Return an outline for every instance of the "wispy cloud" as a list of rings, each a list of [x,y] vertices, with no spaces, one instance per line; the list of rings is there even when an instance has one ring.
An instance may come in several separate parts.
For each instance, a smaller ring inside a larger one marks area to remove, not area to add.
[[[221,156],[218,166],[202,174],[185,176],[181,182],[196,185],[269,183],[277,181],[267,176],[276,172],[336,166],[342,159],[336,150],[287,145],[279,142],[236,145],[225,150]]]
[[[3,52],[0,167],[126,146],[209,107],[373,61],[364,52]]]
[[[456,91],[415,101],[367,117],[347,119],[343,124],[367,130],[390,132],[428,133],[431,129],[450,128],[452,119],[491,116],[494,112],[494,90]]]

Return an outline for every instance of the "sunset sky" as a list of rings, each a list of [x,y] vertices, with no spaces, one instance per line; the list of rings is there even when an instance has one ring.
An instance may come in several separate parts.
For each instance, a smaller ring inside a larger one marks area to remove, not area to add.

Goal -
Rewrite all of the records above as a Markdown table with two columns, Row and Line. Give each line its row number and leave out blank lines.

The answer -
| Row | Line |
|---|---|
| 1 | Return an outline for every instance of the "wispy cloud" as a list of rings, each a list of [x,y] vertices, with no spaces, one instance per line; the list of rings is there even when an instance has one ring. |
| 2 | An instance may come in several separate parts. |
| 3 | For each instance, a smaller ring inside a larger one marks area to remove, not area to add. |
| 4 | [[[221,156],[218,166],[202,174],[185,176],[181,182],[196,185],[269,183],[277,181],[267,176],[276,172],[336,166],[342,159],[336,150],[287,145],[279,142],[236,145],[225,150]]] |
| 5 | [[[3,52],[0,167],[126,146],[209,107],[373,61],[364,52]]] |
| 6 | [[[456,91],[415,101],[367,117],[347,119],[343,124],[367,130],[390,132],[428,133],[431,129],[450,128],[452,119],[491,116],[494,112],[494,90]]] |
| 7 | Return an outline for every instance of the "sunset sky" as a list of rings, each a list of [x,y] vertices, with no spaces, one instance per line; the list of rings is there even when an instance has one ring. |
| 8 | An instance may come in several separate parts. |
| 9 | For each instance, a smaller ring inside a larger one marks area to remove, not area to add. |